Top of EXTRACT
Last month, this column examined the possibility of a merger between struggling South Korean shipping conglomerates Hanjin Shipping and Hyundai Merchant Marine (“Who’s next for liner M&A?,” page 30). Mentioned in that discussion was the fact that almost any consolidation on the part of major ocean carriers will, by definition, affect far more than just the individual market share of the companies involved.
With state-owned COSCO and China Shipping (CSCL) officially launching the merged China COSCO Shipping Corporation Ltd. (COSCOCS) and CMA CGM set to finalize its $2.8 billion acquisition of APL parent Neptune Orient Lines, current carrier alliances and vessel-sharing agreements could shift dramatically in the next year or so.
Both CSCL and CMA CGM currently belong to the Ocean3 Alliance. CMA CGM has said previously it plans to bring APL into the fold once that transaction is finalized, and rumor has it the two are looking to continue cooperating after their respective mergers are complete.
Recent media reports have suggested the combined CMA CGM-APL and COSCOCS are attempting to get Taiwan’s Evergreen Line and Hong Kong-based OOCL to join them in a new vessel-sharing agreement on the major east-west trades. The carriers have, for the most part, refrained from commenting on the speculation, but industry analyst Alphaliner already has a name for this hypothetical alliance: the “CCEO.”
Asked about the possibility of changing alliances, CMA CGM Vice Chairman Rodolphe Saadé told the Wall Street Journal, “We are becoming a larger shipping line and we are in the position to select the partners with whom we want to do business.”
It’s important to keep in mind that none of this is expected to happen any time soon. CMA CGM’s purchase of APL still requires regulatory approval from the U.S., European Union and China before it can be completed, and COSCOCS has indicated that although it has begun the business integration of COSCO and CSCL, no changes will be made to their respective service networks until early 2017. This timeline also makes sense given the current Ocean3 agreement, which is set to expire at the end of this year. And all this assumes a CCEO Alliance would not be too large in the eyes of antitrust authorities, as was the case with the failed P3 Alliance of Maersk Line, MSC and CMA CGM, the predecessor of the 2M and Ocean3, which was scuttled by Chinese regulators in 2014.
The adjacent chart, built with data from BlueWater Reporting’s Trade Route Deployment Report, compares the current combined weekly deployed capacity of each of the four major carrier alliance groups and non-alliance lines in the transpacific, Asia-Europe and transatlantic trade lanes. For the sake of this discussion, the Ocean3 has been replaced by the projected CCEO group, and it should also be noted the figures stated in the chart assume that the other major vessel-sharing alliances—2M, G6, and CKYHE—remain the same, which is unlikely, and that Ocean3 Alliance third-wheel UASC does not join another alliance.
Bottom of EXTRACT
• _TASK ITEM A_: In the article on shipping alliances, what happened to the P3 Alliance in 2014?
• _TASK ITEM B_: Carry the article on shipping alliances forward from its last sentence.
The lines after this article have nothing to do with what is asked here.
Top of INFORMATION
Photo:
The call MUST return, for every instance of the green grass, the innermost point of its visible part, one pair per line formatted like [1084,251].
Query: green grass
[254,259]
Bottom of INFORMATION
Top of INFORMATION
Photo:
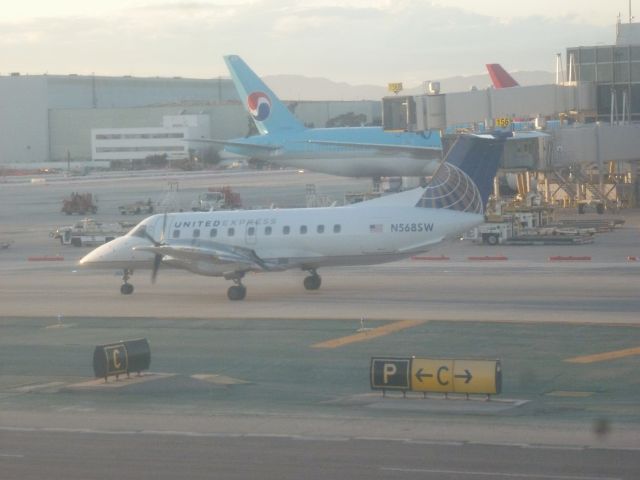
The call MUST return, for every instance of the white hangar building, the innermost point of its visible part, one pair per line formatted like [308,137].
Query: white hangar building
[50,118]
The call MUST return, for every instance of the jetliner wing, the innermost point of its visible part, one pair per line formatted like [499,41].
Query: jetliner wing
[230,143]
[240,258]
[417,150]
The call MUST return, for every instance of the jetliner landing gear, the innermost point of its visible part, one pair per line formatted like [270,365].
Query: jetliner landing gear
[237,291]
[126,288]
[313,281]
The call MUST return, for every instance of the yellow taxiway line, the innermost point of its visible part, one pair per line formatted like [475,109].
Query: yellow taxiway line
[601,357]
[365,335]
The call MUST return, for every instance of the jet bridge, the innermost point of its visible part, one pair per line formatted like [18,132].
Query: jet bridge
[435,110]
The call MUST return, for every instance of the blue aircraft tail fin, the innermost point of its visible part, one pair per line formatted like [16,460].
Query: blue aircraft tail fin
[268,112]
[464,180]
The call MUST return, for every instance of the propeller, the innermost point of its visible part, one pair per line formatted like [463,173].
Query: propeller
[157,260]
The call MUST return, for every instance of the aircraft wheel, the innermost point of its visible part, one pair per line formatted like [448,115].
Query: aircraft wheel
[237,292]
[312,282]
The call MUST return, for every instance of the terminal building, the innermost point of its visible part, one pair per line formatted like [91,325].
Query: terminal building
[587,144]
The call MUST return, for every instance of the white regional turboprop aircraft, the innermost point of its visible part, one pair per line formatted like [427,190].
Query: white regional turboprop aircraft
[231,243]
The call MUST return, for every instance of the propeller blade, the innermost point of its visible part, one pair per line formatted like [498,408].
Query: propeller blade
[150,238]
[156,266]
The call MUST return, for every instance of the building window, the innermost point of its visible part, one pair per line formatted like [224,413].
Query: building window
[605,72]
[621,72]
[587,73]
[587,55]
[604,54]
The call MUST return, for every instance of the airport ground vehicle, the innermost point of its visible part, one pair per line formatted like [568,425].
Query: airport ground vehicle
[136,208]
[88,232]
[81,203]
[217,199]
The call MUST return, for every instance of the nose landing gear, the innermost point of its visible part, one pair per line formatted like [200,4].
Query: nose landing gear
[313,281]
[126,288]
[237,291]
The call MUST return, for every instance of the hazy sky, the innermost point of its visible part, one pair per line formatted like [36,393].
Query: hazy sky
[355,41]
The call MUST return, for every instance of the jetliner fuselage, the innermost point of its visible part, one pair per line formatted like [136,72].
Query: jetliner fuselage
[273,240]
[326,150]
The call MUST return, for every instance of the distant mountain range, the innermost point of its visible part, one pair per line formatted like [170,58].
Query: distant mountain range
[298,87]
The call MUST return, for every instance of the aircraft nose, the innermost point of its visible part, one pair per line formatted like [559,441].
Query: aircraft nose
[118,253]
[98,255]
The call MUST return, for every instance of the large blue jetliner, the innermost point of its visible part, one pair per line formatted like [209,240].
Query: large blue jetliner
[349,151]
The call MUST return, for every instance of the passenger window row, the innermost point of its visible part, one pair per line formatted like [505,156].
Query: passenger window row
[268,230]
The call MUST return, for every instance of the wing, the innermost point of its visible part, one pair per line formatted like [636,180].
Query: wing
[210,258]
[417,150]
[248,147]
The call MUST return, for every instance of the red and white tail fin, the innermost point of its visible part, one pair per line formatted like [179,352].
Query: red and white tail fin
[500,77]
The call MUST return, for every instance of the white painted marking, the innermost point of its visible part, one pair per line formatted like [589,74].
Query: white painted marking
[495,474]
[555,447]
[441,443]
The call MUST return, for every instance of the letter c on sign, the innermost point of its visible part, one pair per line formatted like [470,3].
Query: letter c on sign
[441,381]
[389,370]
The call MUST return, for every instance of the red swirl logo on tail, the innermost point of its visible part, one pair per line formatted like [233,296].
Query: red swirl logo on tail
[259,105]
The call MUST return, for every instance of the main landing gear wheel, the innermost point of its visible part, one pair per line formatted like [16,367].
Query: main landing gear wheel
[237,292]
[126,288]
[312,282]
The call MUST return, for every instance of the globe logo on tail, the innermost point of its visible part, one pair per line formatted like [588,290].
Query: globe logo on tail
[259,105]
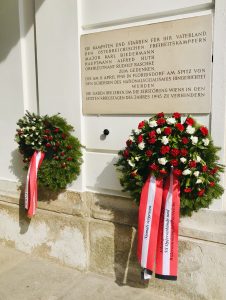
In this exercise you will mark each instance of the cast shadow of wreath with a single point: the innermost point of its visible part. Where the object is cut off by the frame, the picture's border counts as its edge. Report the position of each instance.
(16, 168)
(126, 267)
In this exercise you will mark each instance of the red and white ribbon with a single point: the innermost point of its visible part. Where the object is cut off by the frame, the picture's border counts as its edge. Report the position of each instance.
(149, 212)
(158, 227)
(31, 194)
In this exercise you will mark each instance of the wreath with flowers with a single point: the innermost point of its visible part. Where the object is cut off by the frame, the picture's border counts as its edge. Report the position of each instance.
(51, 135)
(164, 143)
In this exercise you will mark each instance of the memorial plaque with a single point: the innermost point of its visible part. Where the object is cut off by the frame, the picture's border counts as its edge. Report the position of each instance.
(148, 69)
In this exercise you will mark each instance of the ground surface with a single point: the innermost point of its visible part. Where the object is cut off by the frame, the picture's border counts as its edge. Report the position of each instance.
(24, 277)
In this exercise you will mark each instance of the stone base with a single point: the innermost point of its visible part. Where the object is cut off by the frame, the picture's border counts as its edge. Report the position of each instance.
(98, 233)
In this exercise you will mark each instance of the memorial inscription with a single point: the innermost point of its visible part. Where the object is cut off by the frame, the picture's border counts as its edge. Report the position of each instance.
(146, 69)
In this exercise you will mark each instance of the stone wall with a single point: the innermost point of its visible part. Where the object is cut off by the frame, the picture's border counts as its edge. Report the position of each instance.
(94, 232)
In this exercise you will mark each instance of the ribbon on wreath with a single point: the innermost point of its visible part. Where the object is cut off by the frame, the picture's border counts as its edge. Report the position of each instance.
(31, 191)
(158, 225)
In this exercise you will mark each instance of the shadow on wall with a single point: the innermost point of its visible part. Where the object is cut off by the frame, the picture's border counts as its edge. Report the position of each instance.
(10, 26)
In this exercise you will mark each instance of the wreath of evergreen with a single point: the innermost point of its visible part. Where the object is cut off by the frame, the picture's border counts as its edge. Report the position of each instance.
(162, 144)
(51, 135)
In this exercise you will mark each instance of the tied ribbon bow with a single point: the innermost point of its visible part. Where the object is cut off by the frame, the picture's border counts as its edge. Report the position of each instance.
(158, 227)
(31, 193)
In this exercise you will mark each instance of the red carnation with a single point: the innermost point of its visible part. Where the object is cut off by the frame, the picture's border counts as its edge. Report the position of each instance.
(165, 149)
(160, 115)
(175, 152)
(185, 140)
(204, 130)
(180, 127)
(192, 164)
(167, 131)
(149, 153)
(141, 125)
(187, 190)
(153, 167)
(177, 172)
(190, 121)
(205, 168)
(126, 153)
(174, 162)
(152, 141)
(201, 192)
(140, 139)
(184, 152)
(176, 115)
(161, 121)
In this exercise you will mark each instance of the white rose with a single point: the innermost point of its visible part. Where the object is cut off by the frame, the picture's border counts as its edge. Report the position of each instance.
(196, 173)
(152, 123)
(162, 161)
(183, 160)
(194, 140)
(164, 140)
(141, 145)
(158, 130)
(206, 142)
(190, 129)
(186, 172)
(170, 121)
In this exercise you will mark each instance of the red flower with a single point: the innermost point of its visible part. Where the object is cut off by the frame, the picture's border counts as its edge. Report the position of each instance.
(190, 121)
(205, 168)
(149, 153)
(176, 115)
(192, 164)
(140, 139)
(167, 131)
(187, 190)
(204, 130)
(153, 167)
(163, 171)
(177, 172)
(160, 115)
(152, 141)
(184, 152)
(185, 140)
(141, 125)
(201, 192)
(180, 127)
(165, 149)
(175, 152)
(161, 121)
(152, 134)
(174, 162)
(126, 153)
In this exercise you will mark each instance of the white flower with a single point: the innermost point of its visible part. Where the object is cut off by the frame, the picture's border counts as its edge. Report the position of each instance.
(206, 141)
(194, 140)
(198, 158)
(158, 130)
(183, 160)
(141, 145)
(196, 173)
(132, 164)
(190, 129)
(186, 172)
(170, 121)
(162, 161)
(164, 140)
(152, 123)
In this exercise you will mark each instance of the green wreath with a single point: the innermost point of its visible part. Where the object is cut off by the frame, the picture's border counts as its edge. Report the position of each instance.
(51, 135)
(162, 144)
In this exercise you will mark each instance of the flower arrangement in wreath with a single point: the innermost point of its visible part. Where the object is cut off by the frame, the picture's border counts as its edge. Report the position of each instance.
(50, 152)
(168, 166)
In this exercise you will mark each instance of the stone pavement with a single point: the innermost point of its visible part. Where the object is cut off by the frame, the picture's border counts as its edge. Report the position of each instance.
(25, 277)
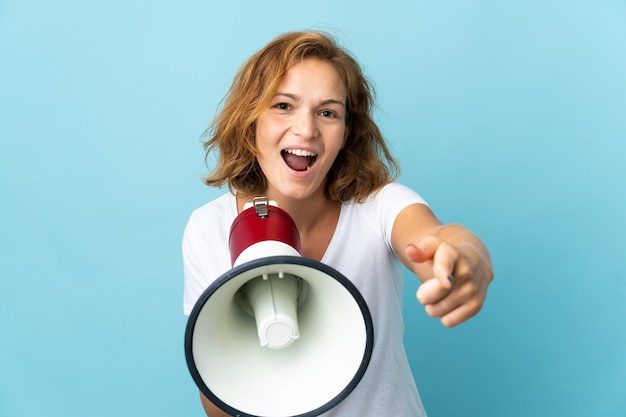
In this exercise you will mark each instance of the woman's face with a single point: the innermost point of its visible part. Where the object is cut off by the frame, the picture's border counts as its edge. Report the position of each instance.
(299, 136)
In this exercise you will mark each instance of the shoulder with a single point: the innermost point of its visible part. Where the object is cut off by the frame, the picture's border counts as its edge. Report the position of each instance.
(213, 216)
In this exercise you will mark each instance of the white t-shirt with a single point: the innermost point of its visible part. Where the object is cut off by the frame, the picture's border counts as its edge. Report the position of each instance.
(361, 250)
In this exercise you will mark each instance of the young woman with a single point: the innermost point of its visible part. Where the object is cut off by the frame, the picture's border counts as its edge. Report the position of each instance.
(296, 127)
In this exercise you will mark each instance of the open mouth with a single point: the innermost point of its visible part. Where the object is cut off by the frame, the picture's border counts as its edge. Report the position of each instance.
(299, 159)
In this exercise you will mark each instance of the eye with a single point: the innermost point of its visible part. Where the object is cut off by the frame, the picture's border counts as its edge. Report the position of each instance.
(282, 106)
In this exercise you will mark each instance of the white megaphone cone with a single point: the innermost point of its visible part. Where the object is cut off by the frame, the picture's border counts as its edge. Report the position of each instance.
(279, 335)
Bottom of INFORMATION
Top of INFORMATION
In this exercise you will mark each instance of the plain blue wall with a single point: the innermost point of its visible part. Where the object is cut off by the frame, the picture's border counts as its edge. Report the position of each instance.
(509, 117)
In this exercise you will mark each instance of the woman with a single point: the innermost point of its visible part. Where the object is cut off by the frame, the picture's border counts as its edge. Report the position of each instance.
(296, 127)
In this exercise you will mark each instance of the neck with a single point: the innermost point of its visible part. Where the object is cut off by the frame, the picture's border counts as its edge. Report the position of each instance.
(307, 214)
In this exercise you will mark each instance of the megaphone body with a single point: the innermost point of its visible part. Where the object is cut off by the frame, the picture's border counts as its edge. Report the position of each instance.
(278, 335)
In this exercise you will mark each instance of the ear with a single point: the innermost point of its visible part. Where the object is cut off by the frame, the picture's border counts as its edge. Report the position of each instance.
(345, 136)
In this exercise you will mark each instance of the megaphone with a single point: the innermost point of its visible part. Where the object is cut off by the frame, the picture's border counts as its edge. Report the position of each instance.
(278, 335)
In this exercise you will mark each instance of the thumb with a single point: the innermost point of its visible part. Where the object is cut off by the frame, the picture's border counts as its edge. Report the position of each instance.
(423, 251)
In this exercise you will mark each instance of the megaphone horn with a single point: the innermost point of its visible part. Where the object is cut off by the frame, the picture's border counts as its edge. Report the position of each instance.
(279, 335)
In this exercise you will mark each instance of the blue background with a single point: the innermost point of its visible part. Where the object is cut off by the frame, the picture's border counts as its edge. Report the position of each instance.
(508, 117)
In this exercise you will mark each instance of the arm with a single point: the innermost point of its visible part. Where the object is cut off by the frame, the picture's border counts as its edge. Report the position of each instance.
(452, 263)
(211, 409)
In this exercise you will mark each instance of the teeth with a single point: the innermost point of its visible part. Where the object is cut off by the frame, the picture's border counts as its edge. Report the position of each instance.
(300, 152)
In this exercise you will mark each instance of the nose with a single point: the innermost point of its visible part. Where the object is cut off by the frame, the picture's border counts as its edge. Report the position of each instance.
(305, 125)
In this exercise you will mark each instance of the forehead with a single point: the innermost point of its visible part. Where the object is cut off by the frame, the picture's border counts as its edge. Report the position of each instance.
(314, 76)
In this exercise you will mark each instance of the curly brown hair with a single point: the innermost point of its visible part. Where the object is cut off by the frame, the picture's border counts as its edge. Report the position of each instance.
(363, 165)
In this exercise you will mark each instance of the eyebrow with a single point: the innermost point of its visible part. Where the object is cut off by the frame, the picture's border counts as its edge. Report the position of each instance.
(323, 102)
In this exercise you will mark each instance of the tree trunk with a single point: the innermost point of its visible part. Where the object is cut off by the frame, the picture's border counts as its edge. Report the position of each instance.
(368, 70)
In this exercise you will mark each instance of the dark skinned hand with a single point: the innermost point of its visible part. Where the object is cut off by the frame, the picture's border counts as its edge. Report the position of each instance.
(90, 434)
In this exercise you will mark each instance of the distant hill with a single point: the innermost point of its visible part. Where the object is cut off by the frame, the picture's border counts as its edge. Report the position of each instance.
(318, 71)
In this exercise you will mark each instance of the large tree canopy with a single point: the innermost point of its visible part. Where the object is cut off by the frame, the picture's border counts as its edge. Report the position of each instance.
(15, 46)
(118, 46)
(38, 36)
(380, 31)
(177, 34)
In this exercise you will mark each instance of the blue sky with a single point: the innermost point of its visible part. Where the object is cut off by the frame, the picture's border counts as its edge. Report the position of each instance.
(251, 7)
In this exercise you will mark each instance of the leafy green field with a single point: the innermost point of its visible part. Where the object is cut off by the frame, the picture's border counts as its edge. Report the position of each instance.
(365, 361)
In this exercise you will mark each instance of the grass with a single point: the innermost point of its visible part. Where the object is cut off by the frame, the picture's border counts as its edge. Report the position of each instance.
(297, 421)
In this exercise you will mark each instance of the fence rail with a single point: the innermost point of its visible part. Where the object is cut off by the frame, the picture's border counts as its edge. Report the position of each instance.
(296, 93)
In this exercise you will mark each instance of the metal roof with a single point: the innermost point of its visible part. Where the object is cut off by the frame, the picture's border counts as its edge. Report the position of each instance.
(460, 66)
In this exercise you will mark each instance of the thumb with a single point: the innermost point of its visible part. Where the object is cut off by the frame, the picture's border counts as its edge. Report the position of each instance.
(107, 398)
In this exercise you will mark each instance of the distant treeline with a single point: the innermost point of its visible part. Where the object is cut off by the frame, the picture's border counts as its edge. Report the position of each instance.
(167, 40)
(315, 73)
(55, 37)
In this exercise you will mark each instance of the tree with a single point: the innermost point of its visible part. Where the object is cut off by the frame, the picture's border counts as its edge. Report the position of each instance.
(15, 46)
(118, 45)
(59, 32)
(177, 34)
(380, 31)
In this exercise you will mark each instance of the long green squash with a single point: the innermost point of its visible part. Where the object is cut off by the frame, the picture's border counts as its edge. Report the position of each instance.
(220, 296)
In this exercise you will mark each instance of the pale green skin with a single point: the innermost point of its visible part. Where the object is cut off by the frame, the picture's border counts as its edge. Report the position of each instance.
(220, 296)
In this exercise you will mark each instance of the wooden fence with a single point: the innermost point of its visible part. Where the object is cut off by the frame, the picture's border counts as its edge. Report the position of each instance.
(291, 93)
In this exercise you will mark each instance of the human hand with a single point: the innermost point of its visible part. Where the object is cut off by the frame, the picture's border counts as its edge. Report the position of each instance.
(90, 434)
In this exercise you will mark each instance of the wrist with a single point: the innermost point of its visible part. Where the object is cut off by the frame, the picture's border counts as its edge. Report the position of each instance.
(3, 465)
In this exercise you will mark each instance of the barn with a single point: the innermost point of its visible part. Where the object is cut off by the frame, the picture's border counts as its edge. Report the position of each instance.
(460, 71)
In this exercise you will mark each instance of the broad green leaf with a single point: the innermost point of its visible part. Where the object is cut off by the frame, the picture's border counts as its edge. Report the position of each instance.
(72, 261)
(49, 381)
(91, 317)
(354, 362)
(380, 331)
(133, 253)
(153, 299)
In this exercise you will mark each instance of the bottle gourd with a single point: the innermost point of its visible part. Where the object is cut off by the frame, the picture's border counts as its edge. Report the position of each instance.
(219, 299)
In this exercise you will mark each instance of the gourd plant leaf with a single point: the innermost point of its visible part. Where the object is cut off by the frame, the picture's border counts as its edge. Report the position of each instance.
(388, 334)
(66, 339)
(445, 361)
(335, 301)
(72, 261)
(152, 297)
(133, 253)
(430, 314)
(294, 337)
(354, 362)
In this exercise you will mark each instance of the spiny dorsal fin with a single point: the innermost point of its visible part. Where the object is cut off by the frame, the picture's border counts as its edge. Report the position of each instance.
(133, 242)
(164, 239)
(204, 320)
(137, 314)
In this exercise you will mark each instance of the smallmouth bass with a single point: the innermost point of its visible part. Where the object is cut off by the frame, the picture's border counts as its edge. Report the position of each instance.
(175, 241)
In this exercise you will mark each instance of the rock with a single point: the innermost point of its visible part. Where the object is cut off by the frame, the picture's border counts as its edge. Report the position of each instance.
Bottom of INFORMATION
• _WRITTEN ANSWER A_: Chinese regulators scuttled it.

• _WRITTEN ANSWER B_:
With a combined 254,638 TEUs of weekly deployed capacity, the CCEO would control an impressive 35 percent of overall market share in the major east-west trades. In this scenario, COSCOCS would contribute the most weekly capacity at 81,347 TEUs, with the merged CMA CGM-APL group close behind at 80,727 TEUs, and Evergreen and OOCL adding 57,485 TEUs and 35,079 TEUs per week, respectively.
In terms of projected overall weekly deployment in the east-west trades, the 2M would hold a 25 percent market share (187,095 TEUs), while the G6 Alliance would control 18 percent (137,682 TEUs) and the CKYHE Alliance 15 percent (110,166 TEUs). Non-alliance lines, which are becoming increasingly rare in the industry due to the need to fill increasingly large containerships, would hold just 7 percent of overall market share with 54,153 TEUs.
By comparison, the current Ocean3 deploys a total of just 110,037 weekly TEUs across all three lanes. Analysts have suggested the primary motivation for the formation of a CCEO alliance would be to compete directly with the 2M Alliance, but the Ocean3 already sports almost as much capacity in the transpacific, and with the impending deployment of its massive 18,000-TEU vessels on that trade, it may surpass the 2M without shaking up alliance alignment. However, even with the larger vessels, the Ocean3 would still trail the CKYHE and G6 alliances by a considerable amount in the transpacific. Where the 2M dominates presently is the Asia-Europe trade, but it’s questionable whether any carrier would be excited to grow its market share there given the toxic overcapacity situation that has caused rates to plummet over the past 14 months.
Given the extremely complex nature of consolidating ocean carrier networks and shifting alliances, many of the predictions here will likely be proven false in time. But if analysts let that stop us, this column would read like a response from the classic Magic 8-Ball toy: Reply hazy, ask again later.